Pedido dado 1:
Transcreva, sem nenhuma alteração, tudo o que vai da linha da listagem que contém "Each instance of the reeds" até o fim da listagem, com as duas pontas incluídas.

Trecho fornecido:
_ _ _ _ _
Categoria - Eclesiologia

UM ASPECTO DA MISSÃO URBANA

Magno Paganelli

O objetivo deste ensaio é uma discussão introdutória sobre o ensino e análise das três naturezas da Igreja e como elas estão relacionadas à autonomia, cultura e maturidade. As considerações aqui relacionadas poderão ser levadas para uma discussão em reuniões e aulas nas igrejas locais, com o propósito de apresentar e tema, discutir suas implicações e fazer uma avaliação da situação da igreja quando pensamos em expansão ou missão urbana.

Evidentemente nós reconhecemos os variados modelos de expansão que circulam entre as igrejas e diferentes ministérios e sabemos que muitas igrejas estão alcançando resultados numéricos atraentes. Não é uma pretensão que nossas reflexões sejam consideradas superiores ou melhor elaboradas; ao contrário, consideramo-las um convite a igrejas mais afastadas dos grandes centros urbanos, com menos recursos de propaganda e mídia, a fim de que não sejam desanimadas do envolvimento com a sua missão específica e local de levar o Evangelho aos vizinhos e trazer a sociedade local para uma caminhada na presença do Senhor.

A autopropagação

Consideremos os textos de Atos 1.8 e 13.1-3.

Mas receberão poder quando o Espírito Santo descer sobre vocês, e serão minhas testemunhas em Jerusalém, em toda a Judeia e Samaria, e até os confins da terra. […]

Na igreja de Antioquia havia profetas e mestres: Barnabé, Simeão, chamado Níger, Lúcio de Cirene, Manaém, que fora criado com Herodes, o tetrarca, e Saulo. Enquanto adoravam ao Senhor e jejuavam, disse o Espírito Santo: “Separem-me Barnabé e Saulo para a obra a que os tenho chamado”. Assim, depois de jejuar e orar, impuseram-lhes as mãos e os enviaram.
_ _ _ _ _
Dados de origem:
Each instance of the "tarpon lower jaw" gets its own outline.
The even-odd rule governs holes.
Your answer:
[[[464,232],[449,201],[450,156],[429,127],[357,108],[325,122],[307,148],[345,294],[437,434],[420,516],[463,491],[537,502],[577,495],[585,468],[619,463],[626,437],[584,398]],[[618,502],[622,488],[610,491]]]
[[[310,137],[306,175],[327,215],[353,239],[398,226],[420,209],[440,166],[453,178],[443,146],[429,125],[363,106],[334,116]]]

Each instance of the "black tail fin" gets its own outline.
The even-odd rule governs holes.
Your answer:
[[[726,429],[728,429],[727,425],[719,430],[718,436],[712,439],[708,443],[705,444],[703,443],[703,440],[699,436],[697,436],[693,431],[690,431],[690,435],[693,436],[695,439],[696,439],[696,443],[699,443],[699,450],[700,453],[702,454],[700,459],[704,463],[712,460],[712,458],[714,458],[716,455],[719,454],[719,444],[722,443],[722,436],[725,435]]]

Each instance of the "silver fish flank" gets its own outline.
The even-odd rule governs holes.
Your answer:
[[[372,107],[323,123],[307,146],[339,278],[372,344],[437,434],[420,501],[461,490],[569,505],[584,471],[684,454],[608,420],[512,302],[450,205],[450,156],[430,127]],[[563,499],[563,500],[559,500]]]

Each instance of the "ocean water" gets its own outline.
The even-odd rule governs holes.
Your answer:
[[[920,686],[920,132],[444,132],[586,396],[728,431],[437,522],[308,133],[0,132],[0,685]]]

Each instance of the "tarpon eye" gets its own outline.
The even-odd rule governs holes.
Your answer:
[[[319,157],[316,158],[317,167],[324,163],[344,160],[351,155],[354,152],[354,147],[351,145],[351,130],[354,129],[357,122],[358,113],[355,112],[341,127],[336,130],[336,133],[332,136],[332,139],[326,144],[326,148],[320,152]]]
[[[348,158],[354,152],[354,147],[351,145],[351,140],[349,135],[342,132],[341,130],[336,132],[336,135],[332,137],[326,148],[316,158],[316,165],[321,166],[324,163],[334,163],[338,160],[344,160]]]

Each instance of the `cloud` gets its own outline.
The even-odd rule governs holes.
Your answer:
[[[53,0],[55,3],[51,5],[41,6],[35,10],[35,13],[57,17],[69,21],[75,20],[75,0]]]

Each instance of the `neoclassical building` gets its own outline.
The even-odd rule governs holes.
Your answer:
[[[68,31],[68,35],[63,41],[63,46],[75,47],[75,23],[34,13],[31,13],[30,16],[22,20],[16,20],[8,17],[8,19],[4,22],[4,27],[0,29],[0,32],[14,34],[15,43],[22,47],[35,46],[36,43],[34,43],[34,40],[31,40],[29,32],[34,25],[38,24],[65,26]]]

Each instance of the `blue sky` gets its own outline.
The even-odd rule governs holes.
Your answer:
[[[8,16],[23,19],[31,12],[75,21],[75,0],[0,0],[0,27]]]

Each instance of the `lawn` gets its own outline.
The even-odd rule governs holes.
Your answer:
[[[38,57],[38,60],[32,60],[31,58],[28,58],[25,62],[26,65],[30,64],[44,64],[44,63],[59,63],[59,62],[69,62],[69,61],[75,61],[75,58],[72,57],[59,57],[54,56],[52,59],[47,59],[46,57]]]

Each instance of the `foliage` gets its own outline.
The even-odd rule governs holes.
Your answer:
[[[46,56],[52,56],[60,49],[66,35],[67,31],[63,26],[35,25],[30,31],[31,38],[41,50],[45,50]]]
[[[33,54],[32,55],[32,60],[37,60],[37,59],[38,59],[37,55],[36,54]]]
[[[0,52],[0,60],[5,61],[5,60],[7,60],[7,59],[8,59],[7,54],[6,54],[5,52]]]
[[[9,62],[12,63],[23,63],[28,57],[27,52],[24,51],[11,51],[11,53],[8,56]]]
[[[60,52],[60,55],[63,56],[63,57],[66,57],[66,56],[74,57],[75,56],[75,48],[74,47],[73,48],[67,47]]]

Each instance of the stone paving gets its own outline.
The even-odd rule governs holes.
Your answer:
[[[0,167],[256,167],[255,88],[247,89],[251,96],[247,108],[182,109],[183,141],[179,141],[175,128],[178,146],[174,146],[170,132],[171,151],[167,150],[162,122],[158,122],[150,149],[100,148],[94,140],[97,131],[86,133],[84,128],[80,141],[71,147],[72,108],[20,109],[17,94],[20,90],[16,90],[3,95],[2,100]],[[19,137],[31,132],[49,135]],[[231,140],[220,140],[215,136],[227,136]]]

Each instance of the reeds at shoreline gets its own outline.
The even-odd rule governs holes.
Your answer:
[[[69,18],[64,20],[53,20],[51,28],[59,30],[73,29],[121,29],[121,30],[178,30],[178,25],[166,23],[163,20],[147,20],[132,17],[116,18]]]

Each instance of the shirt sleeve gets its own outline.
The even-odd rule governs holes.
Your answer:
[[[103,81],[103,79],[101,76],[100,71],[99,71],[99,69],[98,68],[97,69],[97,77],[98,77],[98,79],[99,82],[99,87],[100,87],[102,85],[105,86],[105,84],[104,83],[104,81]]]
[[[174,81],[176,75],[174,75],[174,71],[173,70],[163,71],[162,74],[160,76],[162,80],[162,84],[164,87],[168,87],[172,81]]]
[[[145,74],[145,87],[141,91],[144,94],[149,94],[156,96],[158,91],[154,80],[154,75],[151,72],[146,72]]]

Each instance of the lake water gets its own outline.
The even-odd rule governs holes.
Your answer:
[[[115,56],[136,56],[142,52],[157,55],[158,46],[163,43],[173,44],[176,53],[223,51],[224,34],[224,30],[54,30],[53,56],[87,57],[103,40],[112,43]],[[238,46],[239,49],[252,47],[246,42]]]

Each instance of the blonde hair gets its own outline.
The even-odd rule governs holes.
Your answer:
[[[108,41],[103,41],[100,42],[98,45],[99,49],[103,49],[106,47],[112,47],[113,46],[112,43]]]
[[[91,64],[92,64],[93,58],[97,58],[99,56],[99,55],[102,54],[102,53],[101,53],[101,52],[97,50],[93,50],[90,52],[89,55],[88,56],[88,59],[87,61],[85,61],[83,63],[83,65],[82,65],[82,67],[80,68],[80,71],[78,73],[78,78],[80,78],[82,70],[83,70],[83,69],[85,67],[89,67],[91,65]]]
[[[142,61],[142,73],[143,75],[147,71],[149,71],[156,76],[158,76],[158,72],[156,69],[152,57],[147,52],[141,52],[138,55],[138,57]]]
_ _ _ _ _
Pedido dado 2:
Do ensaio sobre missão urbana, extraia sem alterações tudo desde "Na igreja de" até "e os enviaram.".

Resposta completa 1:
Each instance of the reeds at shoreline gets its own outline.
The even-odd rule governs holes.
Your answer:
[[[69,18],[64,20],[53,20],[51,28],[59,30],[73,29],[121,29],[121,30],[178,30],[178,25],[166,23],[163,20],[147,20],[132,17],[116,18]]]

Each instance of the shirt sleeve gets its own outline.
The even-odd rule governs holes.
Your answer:
[[[103,81],[103,79],[101,76],[100,71],[99,71],[99,69],[98,68],[97,69],[97,77],[98,77],[98,79],[99,82],[99,87],[100,87],[102,85],[105,86],[105,84],[104,83],[104,81]]]
[[[174,81],[176,75],[174,75],[174,71],[173,70],[163,71],[162,74],[160,76],[162,80],[162,84],[164,87],[168,87],[172,81]]]
[[[145,74],[145,87],[141,91],[144,94],[149,94],[156,96],[158,91],[154,80],[154,75],[151,72],[146,72]]]

Each instance of the lake water gets its own outline.
The even-odd rule governs holes.
Your answer:
[[[115,56],[136,56],[142,52],[157,55],[158,46],[163,43],[173,44],[176,53],[223,51],[224,34],[224,30],[54,30],[53,56],[87,57],[103,40],[112,43]],[[238,46],[239,49],[252,47],[246,42]]]

Each instance of the blonde hair gets its own outline.
The even-odd rule governs holes.
Your answer:
[[[108,41],[103,41],[100,42],[98,45],[99,49],[103,49],[106,47],[112,47],[113,46],[112,43]]]
[[[91,64],[92,64],[93,58],[97,58],[99,56],[99,55],[102,54],[102,53],[101,53],[101,52],[97,50],[93,50],[90,52],[89,55],[88,56],[88,59],[87,61],[85,61],[83,63],[83,65],[82,65],[82,67],[80,68],[80,71],[78,73],[78,78],[80,78],[82,70],[83,70],[83,69],[85,67],[89,67],[91,65]]]
[[[142,61],[142,73],[143,75],[147,71],[149,71],[156,76],[158,76],[158,72],[156,69],[152,57],[147,52],[141,52],[138,55],[138,57]]]

Resposta completa 2:
Na igreja de Antioquia havia profetas e mestres: Barnabé, Simeão, chamado Níger, Lúcio de Cirene, Manaém, que fora criado com Herodes, o tetrarca, e Saulo. Enquanto adoravam ao Senhor e jejuavam, disse o Espírito Santo: “Separem-me Barnabé e Saulo para a obra a que os tenho chamado”. Assim, depois de jejuar e orar, impuseram-lhes as mãos e os enviaram.